_ABOUT THIS TASK:_
Could you please transcribe the data exactly, without the pictures?

_PROVIDED DATA:_
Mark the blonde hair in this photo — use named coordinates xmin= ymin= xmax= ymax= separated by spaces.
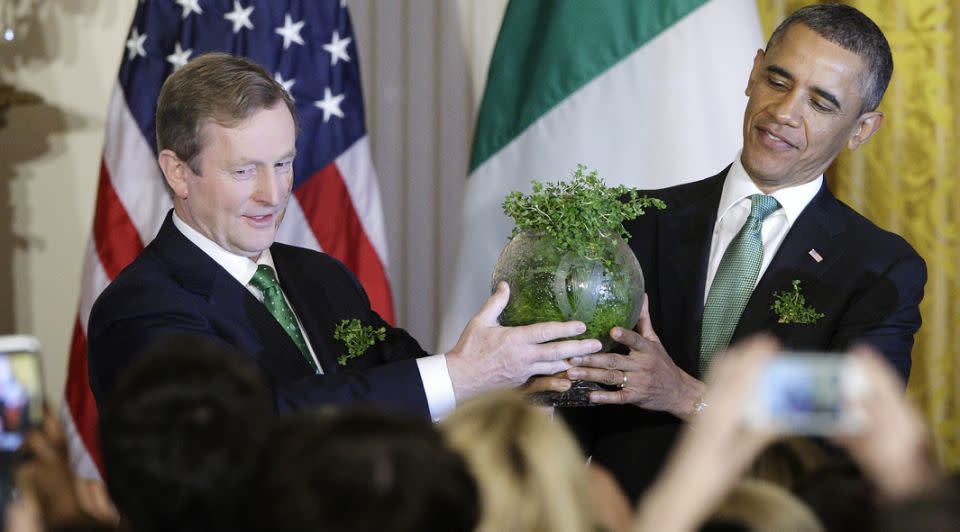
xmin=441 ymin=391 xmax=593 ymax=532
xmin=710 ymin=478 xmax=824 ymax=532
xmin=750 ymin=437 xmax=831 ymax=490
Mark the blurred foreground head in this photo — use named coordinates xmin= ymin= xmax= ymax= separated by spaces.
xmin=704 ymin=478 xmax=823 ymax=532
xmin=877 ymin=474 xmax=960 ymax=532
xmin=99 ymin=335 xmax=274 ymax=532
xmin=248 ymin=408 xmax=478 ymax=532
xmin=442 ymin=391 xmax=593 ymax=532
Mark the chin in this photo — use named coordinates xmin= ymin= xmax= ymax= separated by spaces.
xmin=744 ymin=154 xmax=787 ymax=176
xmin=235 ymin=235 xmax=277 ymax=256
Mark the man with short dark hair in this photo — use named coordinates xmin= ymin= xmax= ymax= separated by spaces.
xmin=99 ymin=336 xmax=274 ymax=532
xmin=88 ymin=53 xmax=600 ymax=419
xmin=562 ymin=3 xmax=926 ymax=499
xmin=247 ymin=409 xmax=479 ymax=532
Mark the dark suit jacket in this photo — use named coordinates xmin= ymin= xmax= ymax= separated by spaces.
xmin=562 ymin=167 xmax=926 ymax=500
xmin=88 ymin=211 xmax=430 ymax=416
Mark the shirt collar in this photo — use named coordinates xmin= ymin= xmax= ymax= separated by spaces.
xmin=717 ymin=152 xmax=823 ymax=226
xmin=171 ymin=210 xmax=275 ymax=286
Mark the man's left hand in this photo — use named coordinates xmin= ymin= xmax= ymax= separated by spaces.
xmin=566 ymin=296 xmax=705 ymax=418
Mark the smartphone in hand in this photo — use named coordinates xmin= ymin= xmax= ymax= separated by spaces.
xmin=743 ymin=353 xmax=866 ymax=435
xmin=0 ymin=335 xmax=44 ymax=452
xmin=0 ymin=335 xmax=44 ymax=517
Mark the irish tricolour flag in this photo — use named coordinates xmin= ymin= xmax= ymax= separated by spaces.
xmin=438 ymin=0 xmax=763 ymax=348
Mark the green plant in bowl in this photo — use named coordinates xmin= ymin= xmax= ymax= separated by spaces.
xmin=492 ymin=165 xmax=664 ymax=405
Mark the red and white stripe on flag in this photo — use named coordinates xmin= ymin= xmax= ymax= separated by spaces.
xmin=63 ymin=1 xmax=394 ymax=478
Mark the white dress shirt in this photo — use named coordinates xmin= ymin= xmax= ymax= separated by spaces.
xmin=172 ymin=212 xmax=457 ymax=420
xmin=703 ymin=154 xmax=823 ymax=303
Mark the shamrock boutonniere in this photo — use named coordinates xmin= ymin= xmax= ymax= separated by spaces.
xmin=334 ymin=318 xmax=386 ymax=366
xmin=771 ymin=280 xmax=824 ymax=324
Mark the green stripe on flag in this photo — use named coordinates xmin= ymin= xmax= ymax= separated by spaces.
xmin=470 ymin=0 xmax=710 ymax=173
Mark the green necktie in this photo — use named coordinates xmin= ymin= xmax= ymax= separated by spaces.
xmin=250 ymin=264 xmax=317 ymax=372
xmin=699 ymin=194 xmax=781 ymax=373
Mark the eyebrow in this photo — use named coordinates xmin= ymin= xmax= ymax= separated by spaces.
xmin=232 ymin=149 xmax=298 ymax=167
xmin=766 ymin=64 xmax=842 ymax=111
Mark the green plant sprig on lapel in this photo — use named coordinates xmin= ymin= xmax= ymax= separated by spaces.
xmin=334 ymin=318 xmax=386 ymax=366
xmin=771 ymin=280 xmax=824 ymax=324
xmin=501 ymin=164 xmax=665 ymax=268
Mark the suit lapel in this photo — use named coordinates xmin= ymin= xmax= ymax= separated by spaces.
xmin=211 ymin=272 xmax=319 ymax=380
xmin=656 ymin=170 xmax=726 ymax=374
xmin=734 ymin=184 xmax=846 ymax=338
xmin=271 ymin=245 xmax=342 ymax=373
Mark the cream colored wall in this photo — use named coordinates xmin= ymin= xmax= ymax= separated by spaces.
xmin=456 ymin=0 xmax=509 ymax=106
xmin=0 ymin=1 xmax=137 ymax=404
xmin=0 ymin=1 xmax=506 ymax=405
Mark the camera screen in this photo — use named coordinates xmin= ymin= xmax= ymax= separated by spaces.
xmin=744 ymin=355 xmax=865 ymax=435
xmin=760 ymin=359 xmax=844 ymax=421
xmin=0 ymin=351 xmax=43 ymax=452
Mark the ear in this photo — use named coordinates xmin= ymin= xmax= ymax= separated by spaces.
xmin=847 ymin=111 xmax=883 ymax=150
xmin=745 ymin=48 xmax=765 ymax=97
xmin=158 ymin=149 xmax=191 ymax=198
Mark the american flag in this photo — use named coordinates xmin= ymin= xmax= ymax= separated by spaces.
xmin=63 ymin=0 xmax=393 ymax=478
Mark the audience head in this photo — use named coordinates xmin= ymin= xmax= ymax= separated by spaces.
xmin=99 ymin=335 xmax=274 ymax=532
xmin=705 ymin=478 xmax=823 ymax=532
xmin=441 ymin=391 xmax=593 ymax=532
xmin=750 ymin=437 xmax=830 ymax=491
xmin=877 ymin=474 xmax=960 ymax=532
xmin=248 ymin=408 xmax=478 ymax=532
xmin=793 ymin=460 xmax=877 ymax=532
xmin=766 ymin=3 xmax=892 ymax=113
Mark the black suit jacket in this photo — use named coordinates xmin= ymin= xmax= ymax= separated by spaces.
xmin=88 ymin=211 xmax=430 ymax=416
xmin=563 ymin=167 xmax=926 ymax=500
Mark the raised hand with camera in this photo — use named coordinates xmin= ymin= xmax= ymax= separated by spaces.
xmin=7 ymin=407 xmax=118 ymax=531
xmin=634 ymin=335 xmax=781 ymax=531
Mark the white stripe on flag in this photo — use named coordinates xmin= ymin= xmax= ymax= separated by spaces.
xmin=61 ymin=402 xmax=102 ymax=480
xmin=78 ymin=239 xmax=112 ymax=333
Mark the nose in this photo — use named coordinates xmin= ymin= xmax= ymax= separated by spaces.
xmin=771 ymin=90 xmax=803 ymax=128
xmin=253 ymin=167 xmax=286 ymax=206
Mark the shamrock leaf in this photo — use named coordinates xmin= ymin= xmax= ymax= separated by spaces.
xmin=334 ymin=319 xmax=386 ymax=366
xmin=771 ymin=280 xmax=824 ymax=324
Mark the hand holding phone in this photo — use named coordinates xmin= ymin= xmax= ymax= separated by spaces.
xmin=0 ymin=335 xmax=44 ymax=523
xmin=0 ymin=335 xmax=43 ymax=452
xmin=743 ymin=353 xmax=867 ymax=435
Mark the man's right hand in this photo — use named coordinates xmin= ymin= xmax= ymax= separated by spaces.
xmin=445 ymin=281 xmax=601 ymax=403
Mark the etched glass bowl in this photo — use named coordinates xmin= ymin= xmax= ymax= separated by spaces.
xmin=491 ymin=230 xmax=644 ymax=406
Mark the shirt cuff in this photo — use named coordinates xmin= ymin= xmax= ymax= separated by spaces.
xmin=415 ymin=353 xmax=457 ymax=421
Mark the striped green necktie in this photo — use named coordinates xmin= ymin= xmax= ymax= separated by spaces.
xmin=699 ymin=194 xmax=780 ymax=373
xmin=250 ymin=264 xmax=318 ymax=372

_RESPONSE FOR THIS EXERCISE:_
Mark the blonde hair in this photo — use named coordinates xmin= ymin= xmax= ymax= separated by spaces.
xmin=441 ymin=391 xmax=593 ymax=532
xmin=710 ymin=478 xmax=824 ymax=532
xmin=750 ymin=437 xmax=831 ymax=490
Mark the blurred foreground head in this photo — use named coordinates xmin= ymin= xmax= ymax= separated by spaces.
xmin=704 ymin=478 xmax=823 ymax=532
xmin=877 ymin=474 xmax=960 ymax=532
xmin=99 ymin=335 xmax=274 ymax=532
xmin=248 ymin=408 xmax=478 ymax=532
xmin=442 ymin=391 xmax=593 ymax=532
Mark the chin in this photo — use named coordinates xmin= ymin= xmax= ymax= separated by spaces.
xmin=744 ymin=154 xmax=787 ymax=176
xmin=235 ymin=235 xmax=277 ymax=256
Mark the man with short dark hair in this photo — use named coordinates xmin= ymin= xmax= ymax= separated by spaces.
xmin=99 ymin=336 xmax=274 ymax=532
xmin=88 ymin=53 xmax=600 ymax=419
xmin=562 ymin=3 xmax=926 ymax=499
xmin=247 ymin=409 xmax=479 ymax=532
Mark the dark suit jacket in this photo — use named coordinates xmin= ymin= xmax= ymax= separated by spaces.
xmin=562 ymin=167 xmax=926 ymax=500
xmin=88 ymin=211 xmax=430 ymax=416
Mark the shirt collar in this photo — use named coordinates xmin= ymin= xmax= ymax= separated by spaces.
xmin=717 ymin=152 xmax=823 ymax=226
xmin=171 ymin=210 xmax=275 ymax=286
Mark the man's left hand in this photo — use named coordinates xmin= ymin= xmax= ymax= separated by spaces.
xmin=566 ymin=296 xmax=705 ymax=418
Mark the smartphone in hand in this photo — use named coordinates xmin= ymin= xmax= ymax= separated by spaces.
xmin=743 ymin=353 xmax=866 ymax=435
xmin=0 ymin=335 xmax=44 ymax=452
xmin=0 ymin=335 xmax=44 ymax=517
Mark the irish tricolour flag in this photo — use named coordinates xmin= ymin= xmax= ymax= separated by spaces.
xmin=438 ymin=0 xmax=763 ymax=348
Mark the green plant in bowl in this photo — use named coordinates xmin= ymin= xmax= ymax= separated by spaces.
xmin=492 ymin=165 xmax=664 ymax=405
Mark the red and white stripe on flag in this photo — use named coordinates xmin= ymin= xmax= ymax= separated by spaces.
xmin=63 ymin=1 xmax=394 ymax=478
Mark the white dress shirt in this photo — use named coordinates xmin= ymin= xmax= ymax= separated by spaces.
xmin=172 ymin=212 xmax=457 ymax=420
xmin=703 ymin=154 xmax=823 ymax=303
Mark the shamrock boutonniere in this photo — use named coordinates xmin= ymin= xmax= ymax= separated by spaces.
xmin=334 ymin=318 xmax=386 ymax=366
xmin=771 ymin=280 xmax=824 ymax=324
Mark the green stripe on flag in this photo — use named coordinates xmin= ymin= xmax= ymax= separated by spaces.
xmin=470 ymin=0 xmax=710 ymax=173
Mark the green necktie in this photo — use named coordinates xmin= ymin= xmax= ymax= separated by spaces.
xmin=250 ymin=264 xmax=317 ymax=372
xmin=699 ymin=194 xmax=781 ymax=373
Mark the eyebrow in this photo — use named coordinates xmin= ymin= xmax= ymax= separated by spaces.
xmin=232 ymin=149 xmax=298 ymax=167
xmin=766 ymin=64 xmax=842 ymax=111
Mark the green plant sprig on lapel in this photo — use named coordinates xmin= ymin= xmax= ymax= separated by spaces.
xmin=334 ymin=318 xmax=386 ymax=366
xmin=771 ymin=280 xmax=824 ymax=324
xmin=501 ymin=164 xmax=665 ymax=268
Mark the suit lapel in this photo — use named coordinates xmin= ymin= xmax= ymax= separated by spaces.
xmin=211 ymin=272 xmax=319 ymax=380
xmin=656 ymin=170 xmax=726 ymax=374
xmin=734 ymin=184 xmax=846 ymax=338
xmin=271 ymin=245 xmax=342 ymax=373
Mark the cream colored wall in this photo — use named coordinates xmin= ymin= xmax= ymax= separated by spaces.
xmin=456 ymin=0 xmax=509 ymax=106
xmin=0 ymin=1 xmax=137 ymax=404
xmin=0 ymin=1 xmax=506 ymax=405
Mark the camera screen in this photo — use named coordinates xmin= ymin= xmax= ymax= separated by spaces.
xmin=744 ymin=355 xmax=865 ymax=435
xmin=760 ymin=359 xmax=844 ymax=421
xmin=0 ymin=351 xmax=43 ymax=452
Mark the ear in this photo — use named coordinates xmin= ymin= xmax= ymax= separated by spaces.
xmin=847 ymin=111 xmax=883 ymax=150
xmin=745 ymin=48 xmax=765 ymax=97
xmin=158 ymin=149 xmax=191 ymax=198
Mark the american flag in this photo — use named coordinates xmin= ymin= xmax= ymax= separated by spaces.
xmin=63 ymin=0 xmax=393 ymax=478
Mark the audience head in this photo — use named coordinates xmin= ymin= xmax= ymax= separated by spaces.
xmin=99 ymin=335 xmax=274 ymax=532
xmin=705 ymin=478 xmax=823 ymax=532
xmin=441 ymin=391 xmax=593 ymax=532
xmin=750 ymin=437 xmax=830 ymax=491
xmin=877 ymin=474 xmax=960 ymax=532
xmin=248 ymin=408 xmax=478 ymax=532
xmin=793 ymin=460 xmax=877 ymax=532
xmin=766 ymin=3 xmax=892 ymax=113
Mark the black suit jacket in this photo — use named coordinates xmin= ymin= xmax= ymax= separated by spaces.
xmin=88 ymin=211 xmax=430 ymax=416
xmin=563 ymin=167 xmax=926 ymax=500
Mark the raised hand with camera in this photo — use named coordinates xmin= ymin= xmax= ymax= separated by spaces.
xmin=7 ymin=407 xmax=118 ymax=531
xmin=634 ymin=335 xmax=781 ymax=531
Mark the white stripe on flag in this photo — use named coordinates xmin= ymin= xmax= ymax= separated by spaces.
xmin=61 ymin=402 xmax=102 ymax=480
xmin=78 ymin=239 xmax=112 ymax=333
Mark the nose in this photo — use named coordinates xmin= ymin= xmax= ymax= separated by spaces.
xmin=771 ymin=90 xmax=803 ymax=128
xmin=253 ymin=167 xmax=286 ymax=206
Mark the shamrock leaf in this photo — use named coordinates xmin= ymin= xmax= ymax= separated by spaces.
xmin=334 ymin=319 xmax=386 ymax=366
xmin=771 ymin=280 xmax=824 ymax=324
Mark the hand holding phone in this photo — use named coordinates xmin= ymin= xmax= ymax= separated by spaces.
xmin=0 ymin=335 xmax=44 ymax=523
xmin=0 ymin=335 xmax=43 ymax=452
xmin=743 ymin=353 xmax=867 ymax=435
Mark the man's right hand in this photo — use named coordinates xmin= ymin= xmax= ymax= separated by spaces.
xmin=445 ymin=281 xmax=601 ymax=403
Mark the etched glass bowl in this photo — use named coordinates xmin= ymin= xmax= ymax= separated by spaces.
xmin=491 ymin=230 xmax=644 ymax=406
Mark the shirt cuff in this photo — use named coordinates xmin= ymin= xmax= ymax= separated by spaces.
xmin=415 ymin=353 xmax=457 ymax=421
Mark the striped green necktie in this photo — use named coordinates xmin= ymin= xmax= ymax= separated by spaces.
xmin=699 ymin=194 xmax=780 ymax=373
xmin=250 ymin=264 xmax=318 ymax=372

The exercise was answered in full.